[Dataset items]
● ● ● ●
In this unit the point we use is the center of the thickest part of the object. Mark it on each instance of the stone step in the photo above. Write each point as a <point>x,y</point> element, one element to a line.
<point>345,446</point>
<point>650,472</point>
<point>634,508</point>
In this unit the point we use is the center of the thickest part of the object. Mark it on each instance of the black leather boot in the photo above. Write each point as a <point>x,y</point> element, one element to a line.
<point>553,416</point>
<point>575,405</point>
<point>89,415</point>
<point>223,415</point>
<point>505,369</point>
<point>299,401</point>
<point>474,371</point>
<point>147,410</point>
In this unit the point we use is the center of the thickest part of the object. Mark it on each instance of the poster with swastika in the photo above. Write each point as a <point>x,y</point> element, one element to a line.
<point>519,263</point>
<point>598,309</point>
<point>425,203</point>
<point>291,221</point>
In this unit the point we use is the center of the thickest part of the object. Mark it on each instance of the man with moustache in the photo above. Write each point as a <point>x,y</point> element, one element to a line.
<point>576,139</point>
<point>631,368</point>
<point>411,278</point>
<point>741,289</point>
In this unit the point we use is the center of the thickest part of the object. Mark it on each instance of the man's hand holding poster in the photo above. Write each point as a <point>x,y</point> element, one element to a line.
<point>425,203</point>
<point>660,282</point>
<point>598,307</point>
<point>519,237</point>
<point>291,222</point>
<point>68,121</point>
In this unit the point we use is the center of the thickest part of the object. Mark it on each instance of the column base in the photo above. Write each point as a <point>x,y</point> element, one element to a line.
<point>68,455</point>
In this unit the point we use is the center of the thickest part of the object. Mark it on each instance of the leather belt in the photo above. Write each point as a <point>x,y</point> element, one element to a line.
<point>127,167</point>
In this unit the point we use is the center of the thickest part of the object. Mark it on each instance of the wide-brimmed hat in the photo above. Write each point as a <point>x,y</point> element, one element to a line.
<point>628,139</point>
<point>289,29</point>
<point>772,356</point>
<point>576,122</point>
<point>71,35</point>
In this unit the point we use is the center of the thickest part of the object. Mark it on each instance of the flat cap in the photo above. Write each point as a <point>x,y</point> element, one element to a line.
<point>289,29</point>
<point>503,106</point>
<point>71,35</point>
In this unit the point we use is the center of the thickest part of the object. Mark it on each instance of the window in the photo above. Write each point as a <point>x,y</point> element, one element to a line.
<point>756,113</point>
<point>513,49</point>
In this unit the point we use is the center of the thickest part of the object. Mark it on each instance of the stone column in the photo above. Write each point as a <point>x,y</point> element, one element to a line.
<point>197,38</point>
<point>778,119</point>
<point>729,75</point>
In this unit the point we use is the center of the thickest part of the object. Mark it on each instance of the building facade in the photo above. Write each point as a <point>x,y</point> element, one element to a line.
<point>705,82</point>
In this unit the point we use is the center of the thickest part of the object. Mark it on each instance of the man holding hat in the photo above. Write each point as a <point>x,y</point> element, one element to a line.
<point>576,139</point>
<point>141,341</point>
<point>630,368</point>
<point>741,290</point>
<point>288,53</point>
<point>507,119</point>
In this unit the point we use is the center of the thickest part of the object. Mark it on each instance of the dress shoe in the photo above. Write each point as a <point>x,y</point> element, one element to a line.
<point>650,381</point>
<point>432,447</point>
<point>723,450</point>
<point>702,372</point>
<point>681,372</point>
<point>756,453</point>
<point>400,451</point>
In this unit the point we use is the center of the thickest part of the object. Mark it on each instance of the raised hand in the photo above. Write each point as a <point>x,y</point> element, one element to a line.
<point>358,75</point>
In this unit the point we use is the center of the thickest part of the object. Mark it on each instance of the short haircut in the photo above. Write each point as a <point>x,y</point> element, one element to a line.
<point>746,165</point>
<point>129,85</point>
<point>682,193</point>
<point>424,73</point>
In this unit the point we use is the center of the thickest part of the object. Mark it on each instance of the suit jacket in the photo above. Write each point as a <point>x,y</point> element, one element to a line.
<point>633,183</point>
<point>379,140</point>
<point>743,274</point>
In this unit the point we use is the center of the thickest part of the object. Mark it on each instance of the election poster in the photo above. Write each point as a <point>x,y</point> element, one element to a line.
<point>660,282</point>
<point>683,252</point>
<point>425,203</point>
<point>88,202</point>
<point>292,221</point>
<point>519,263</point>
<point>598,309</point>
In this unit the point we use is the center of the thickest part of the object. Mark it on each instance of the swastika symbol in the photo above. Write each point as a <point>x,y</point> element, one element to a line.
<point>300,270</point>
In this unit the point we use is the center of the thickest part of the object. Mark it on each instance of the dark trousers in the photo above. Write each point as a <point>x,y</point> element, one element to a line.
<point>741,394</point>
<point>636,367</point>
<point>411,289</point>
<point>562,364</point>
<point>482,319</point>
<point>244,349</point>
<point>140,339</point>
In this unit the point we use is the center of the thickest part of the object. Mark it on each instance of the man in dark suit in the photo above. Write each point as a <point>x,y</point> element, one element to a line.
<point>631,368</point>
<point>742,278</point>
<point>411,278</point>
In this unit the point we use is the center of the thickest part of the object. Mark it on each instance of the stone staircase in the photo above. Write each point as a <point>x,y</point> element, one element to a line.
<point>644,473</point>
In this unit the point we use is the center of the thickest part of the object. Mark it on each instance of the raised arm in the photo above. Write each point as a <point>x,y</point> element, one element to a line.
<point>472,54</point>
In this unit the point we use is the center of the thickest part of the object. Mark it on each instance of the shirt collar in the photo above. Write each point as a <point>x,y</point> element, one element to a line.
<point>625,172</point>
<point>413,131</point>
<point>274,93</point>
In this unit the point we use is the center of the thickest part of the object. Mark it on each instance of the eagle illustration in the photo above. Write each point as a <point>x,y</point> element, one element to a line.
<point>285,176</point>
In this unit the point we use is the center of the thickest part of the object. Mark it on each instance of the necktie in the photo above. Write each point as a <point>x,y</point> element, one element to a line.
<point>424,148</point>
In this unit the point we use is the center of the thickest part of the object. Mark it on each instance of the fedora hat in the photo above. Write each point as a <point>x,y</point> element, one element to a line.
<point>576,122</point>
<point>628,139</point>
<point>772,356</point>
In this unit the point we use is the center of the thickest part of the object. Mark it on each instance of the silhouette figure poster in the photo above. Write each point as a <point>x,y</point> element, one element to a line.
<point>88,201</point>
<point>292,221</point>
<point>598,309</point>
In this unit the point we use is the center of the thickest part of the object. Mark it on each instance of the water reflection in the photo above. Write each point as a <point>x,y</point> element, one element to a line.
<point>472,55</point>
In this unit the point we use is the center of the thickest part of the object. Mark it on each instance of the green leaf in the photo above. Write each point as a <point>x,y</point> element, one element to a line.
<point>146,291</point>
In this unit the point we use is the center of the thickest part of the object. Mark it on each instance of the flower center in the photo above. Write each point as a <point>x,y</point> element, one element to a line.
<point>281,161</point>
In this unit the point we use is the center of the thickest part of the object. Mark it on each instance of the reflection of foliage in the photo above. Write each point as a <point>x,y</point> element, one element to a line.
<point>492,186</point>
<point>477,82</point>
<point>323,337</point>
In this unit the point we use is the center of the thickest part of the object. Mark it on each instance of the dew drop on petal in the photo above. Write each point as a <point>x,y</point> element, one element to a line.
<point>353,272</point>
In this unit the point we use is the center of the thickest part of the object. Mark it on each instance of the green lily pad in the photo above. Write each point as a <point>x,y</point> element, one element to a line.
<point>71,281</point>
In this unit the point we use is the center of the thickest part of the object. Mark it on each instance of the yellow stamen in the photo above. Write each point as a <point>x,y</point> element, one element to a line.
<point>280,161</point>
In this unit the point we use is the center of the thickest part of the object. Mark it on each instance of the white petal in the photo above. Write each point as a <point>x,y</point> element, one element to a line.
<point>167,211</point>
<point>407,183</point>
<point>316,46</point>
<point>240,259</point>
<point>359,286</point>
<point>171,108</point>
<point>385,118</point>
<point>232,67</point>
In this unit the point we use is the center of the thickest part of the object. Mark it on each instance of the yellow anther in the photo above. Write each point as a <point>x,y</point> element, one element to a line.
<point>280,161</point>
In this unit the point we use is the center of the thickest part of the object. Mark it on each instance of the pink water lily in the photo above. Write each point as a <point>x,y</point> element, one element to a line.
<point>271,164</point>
● ● ● ●
Lay out the data above as a JSON list of strings, one string per line, leaving out blank lines. Begin with the first line of the data and stop after the line containing "<point>147,410</point>".

[
  "In this unit the point we use is the center of the thickest part of the object. Mark it on each instance of the stone step in the photo above. Write each point as a <point>x,y</point> element, one element to a line.",
  "<point>345,446</point>",
  "<point>650,472</point>",
  "<point>634,508</point>",
  "In this unit the point we use is the center of the thickest part of the object. Mark it on each instance of the black leather boot in the photo above. Write each point as a <point>x,y</point> element, one element to a line.",
  "<point>553,416</point>",
  "<point>575,405</point>",
  "<point>89,415</point>",
  "<point>223,415</point>",
  "<point>505,369</point>",
  "<point>299,401</point>",
  "<point>474,371</point>",
  "<point>147,410</point>"
]